▸ **Prompt**:
Each time a line of the listing holds "target", copy that line.

▸ **Data section**:
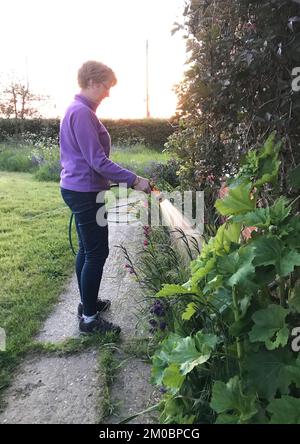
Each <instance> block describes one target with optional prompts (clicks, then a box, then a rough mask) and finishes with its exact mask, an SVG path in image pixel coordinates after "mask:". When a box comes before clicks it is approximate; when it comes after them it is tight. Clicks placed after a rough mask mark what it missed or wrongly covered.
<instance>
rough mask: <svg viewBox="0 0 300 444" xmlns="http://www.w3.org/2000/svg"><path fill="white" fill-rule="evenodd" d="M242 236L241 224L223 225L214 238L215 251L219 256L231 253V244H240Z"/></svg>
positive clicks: (213, 241)
mask: <svg viewBox="0 0 300 444" xmlns="http://www.w3.org/2000/svg"><path fill="white" fill-rule="evenodd" d="M240 234H241V224H240V223H231V222H230V223H227V224H223V225H221V227H220V228H219V229H218V231H217V234H216V236H215V237H214V238H213V240H212V241H213V242H212V243H213V250H214V253H215V254H217V255H221V256H222V255H224V253H229V251H230V247H231V244H233V243H236V244H237V243H238V242H239V239H240Z"/></svg>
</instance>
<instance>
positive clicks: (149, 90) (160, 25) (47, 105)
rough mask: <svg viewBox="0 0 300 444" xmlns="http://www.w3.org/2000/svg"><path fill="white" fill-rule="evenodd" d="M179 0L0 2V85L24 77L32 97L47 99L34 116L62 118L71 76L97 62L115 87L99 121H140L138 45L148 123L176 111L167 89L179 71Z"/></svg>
mask: <svg viewBox="0 0 300 444" xmlns="http://www.w3.org/2000/svg"><path fill="white" fill-rule="evenodd" d="M184 4H185V0H84V1H82V0H81V1H78V0H0V12H1V26H0V42H1V50H0V51H1V52H0V54H1V57H0V77H1V78H2V82H4V83H5V82H7V81H8V80H9V79H13V78H16V79H17V80H18V79H19V80H23V81H24V79H26V78H27V77H28V79H29V87H30V89H31V90H32V92H34V93H36V94H44V95H48V96H50V97H49V99H48V100H47V101H46V102H44V103H45V106H44V107H43V108H41V112H42V113H43V114H44V115H45V116H47V117H62V115H63V113H64V111H65V109H66V107H67V106H68V105H69V103H70V102H71V101H72V99H73V97H74V95H75V94H77V93H78V92H79V87H78V85H77V71H78V68H79V67H80V66H81V65H82V63H83V62H85V61H87V60H98V61H101V62H103V63H105V64H106V65H108V66H110V67H111V68H112V69H113V70H114V72H115V74H116V76H117V79H118V83H117V85H116V86H115V87H114V88H112V89H111V94H110V97H109V98H106V99H105V100H104V101H103V102H102V103H101V105H100V106H99V108H98V111H97V114H98V115H99V117H103V118H143V117H145V116H146V49H145V48H146V40H147V39H148V42H149V59H148V60H149V108H150V116H151V117H170V116H171V115H173V114H174V113H175V110H176V100H177V99H176V94H175V92H174V91H173V87H174V85H175V84H177V83H179V82H180V81H181V80H182V77H183V73H184V70H185V69H186V66H185V61H186V50H185V40H184V38H183V34H182V32H178V33H175V34H174V35H173V36H172V35H171V30H172V29H173V27H174V26H173V24H174V22H176V21H177V22H181V23H182V20H183V19H182V14H183V10H184Z"/></svg>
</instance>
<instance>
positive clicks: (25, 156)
mask: <svg viewBox="0 0 300 444" xmlns="http://www.w3.org/2000/svg"><path fill="white" fill-rule="evenodd" d="M0 169H1V170H5V171H17V172H21V171H23V172H31V171H33V170H34V164H33V163H32V161H31V159H30V157H29V156H28V154H27V153H22V152H17V151H14V150H9V149H8V150H4V151H2V152H0Z"/></svg>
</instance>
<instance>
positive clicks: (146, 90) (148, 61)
mask: <svg viewBox="0 0 300 444" xmlns="http://www.w3.org/2000/svg"><path fill="white" fill-rule="evenodd" d="M146 108H147V109H146V116H147V119H149V117H150V111H149V60H148V39H147V40H146Z"/></svg>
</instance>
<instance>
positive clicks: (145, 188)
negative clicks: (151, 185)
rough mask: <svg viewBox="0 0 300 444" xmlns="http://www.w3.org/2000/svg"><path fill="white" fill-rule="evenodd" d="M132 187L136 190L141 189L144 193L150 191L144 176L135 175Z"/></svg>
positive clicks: (149, 189) (134, 189)
mask: <svg viewBox="0 0 300 444" xmlns="http://www.w3.org/2000/svg"><path fill="white" fill-rule="evenodd" d="M132 188H133V189H134V190H136V191H143V192H144V193H147V194H150V193H151V187H150V183H149V180H148V179H145V178H144V177H141V176H137V177H136V179H135V181H134V183H133V185H132Z"/></svg>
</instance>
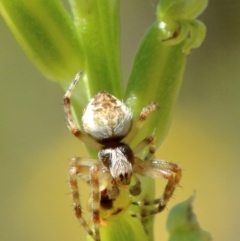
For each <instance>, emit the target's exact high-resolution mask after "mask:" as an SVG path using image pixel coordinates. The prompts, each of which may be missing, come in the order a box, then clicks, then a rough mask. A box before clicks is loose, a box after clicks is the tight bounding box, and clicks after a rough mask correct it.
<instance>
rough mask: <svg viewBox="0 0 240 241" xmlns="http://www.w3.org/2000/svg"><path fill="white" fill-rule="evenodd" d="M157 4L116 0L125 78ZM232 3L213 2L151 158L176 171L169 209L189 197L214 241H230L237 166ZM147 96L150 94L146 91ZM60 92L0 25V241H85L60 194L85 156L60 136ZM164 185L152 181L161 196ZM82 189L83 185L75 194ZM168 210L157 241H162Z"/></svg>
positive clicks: (239, 70) (61, 113)
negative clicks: (181, 177) (70, 174)
mask: <svg viewBox="0 0 240 241" xmlns="http://www.w3.org/2000/svg"><path fill="white" fill-rule="evenodd" d="M156 4H157V1H155V0H130V1H122V2H121V21H122V36H121V38H122V64H123V76H124V80H125V81H126V80H127V79H128V76H129V72H130V69H131V64H132V60H133V56H134V53H135V51H136V49H137V46H138V43H139V41H140V39H141V38H142V36H143V34H144V32H145V31H146V29H147V27H148V26H149V25H150V24H151V23H152V22H153V21H154V19H155V9H156ZM239 9H240V1H239V0H232V1H231V2H229V1H227V0H218V1H217V0H212V1H210V2H209V5H208V8H207V9H206V11H205V12H204V13H203V14H202V15H201V16H200V19H201V20H202V21H203V22H204V23H205V24H206V26H207V29H208V31H207V37H206V40H205V42H204V43H203V45H202V46H201V48H200V49H197V50H193V51H192V53H191V54H190V56H189V57H188V61H187V69H186V72H185V76H184V81H183V86H182V89H181V92H180V96H179V100H178V102H177V106H176V111H175V116H174V121H173V125H172V128H171V131H170V134H169V135H168V137H167V139H166V141H165V142H164V144H163V145H162V147H161V148H160V150H159V151H158V153H157V157H158V158H159V159H165V160H170V161H174V162H177V163H179V164H180V165H181V166H182V168H183V180H182V182H181V186H182V188H178V189H177V190H176V193H175V195H174V198H173V199H172V200H171V202H170V204H169V206H168V210H169V209H170V208H171V207H172V206H173V205H174V204H176V203H178V202H181V201H183V200H185V199H187V198H188V197H189V196H190V195H192V193H193V192H194V190H196V192H197V198H196V200H195V202H194V211H195V213H196V214H197V216H198V219H199V222H200V224H201V226H202V228H203V229H205V230H208V231H210V232H211V233H212V236H213V238H214V239H215V240H237V239H238V237H239V236H240V229H239V213H240V207H239V201H240V190H239V188H238V182H239V178H238V175H239V174H238V172H239V171H238V170H239V167H240V162H239V156H240V148H239V143H240V125H239V123H240V68H239V65H240V29H239V24H240V18H239ZM153 88H154V86H153ZM62 96H63V91H62V90H61V89H60V87H59V86H58V85H57V84H55V83H52V82H50V81H48V80H46V79H45V78H44V77H43V76H42V75H41V74H40V72H39V71H38V70H37V69H36V68H35V67H34V66H33V64H32V63H31V62H30V61H29V60H28V59H27V57H26V56H25V55H24V53H23V51H22V50H21V49H20V47H19V46H18V45H17V43H16V41H15V39H14V37H13V35H12V34H11V33H10V31H9V29H8V28H7V27H6V25H5V23H4V22H3V20H2V18H0V98H1V101H0V108H1V115H0V121H1V125H0V128H1V130H0V162H1V168H0V185H1V205H0V206H1V210H0V224H1V232H0V240H4V241H15V240H25V241H30V240H34V241H38V240H39V241H40V240H51V241H55V240H56V241H57V240H71V241H75V240H76V241H77V240H83V235H85V233H84V231H83V229H82V228H81V227H79V225H78V223H77V220H76V218H75V217H74V215H73V211H72V207H71V199H70V196H69V195H68V193H69V188H68V183H67V179H68V168H69V160H70V158H71V157H72V156H74V155H77V156H86V155H87V152H86V150H85V149H84V147H83V145H82V144H81V143H80V142H79V141H78V140H77V139H76V138H74V137H73V136H72V135H71V133H70V132H69V131H68V130H67V128H66V123H65V116H64V112H63V106H62ZM164 184H165V181H164V180H158V181H157V193H159V195H160V193H161V191H162V189H163V186H164ZM88 194H89V190H88V189H87V188H86V187H84V189H83V191H82V194H81V195H82V196H83V197H85V198H87V197H88ZM168 210H165V211H164V212H163V213H162V214H159V215H157V217H156V223H155V235H156V240H167V237H168V235H167V233H166V229H165V224H166V216H167V214H168V212H169V211H168Z"/></svg>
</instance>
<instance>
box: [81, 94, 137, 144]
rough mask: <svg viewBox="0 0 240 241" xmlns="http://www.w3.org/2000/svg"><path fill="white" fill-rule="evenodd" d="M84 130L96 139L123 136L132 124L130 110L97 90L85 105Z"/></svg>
mask: <svg viewBox="0 0 240 241" xmlns="http://www.w3.org/2000/svg"><path fill="white" fill-rule="evenodd" d="M82 123H83V128H84V130H85V131H86V132H87V133H88V134H89V135H91V136H92V137H94V138H95V139H97V140H104V139H109V138H118V137H125V136H126V135H127V134H128V132H129V130H130V128H131V126H132V112H131V110H130V109H129V108H128V107H127V106H126V105H125V104H124V103H123V102H121V101H120V100H118V99H117V98H116V97H114V96H112V95H110V94H109V93H107V92H105V91H100V92H98V93H97V94H96V95H95V96H94V97H93V98H92V99H91V100H90V102H89V104H88V105H87V107H86V109H85V111H84V113H83V116H82Z"/></svg>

▸ **Answer**:
Each <instance> block describes one target with optional prompts (clicks, then a box, then a rough mask) and finishes with its exact mask, an SVG path in image pixel coordinates after "mask:". When a box comes before clicks it is approximate; when it comes after them it is tight. Clicks placed after a rough mask mark what it missed or wrongly covered.
For each <instance>, emit the target's exact high-resolution mask after "mask:" as an SVG path using image pixel coordinates. The prompts, each of which may be missing, come in the order a box, then clicks, then a rough mask. A box before clicks is loose, a box after clicks is the tight bounding box, and clicks after a rough mask correct it.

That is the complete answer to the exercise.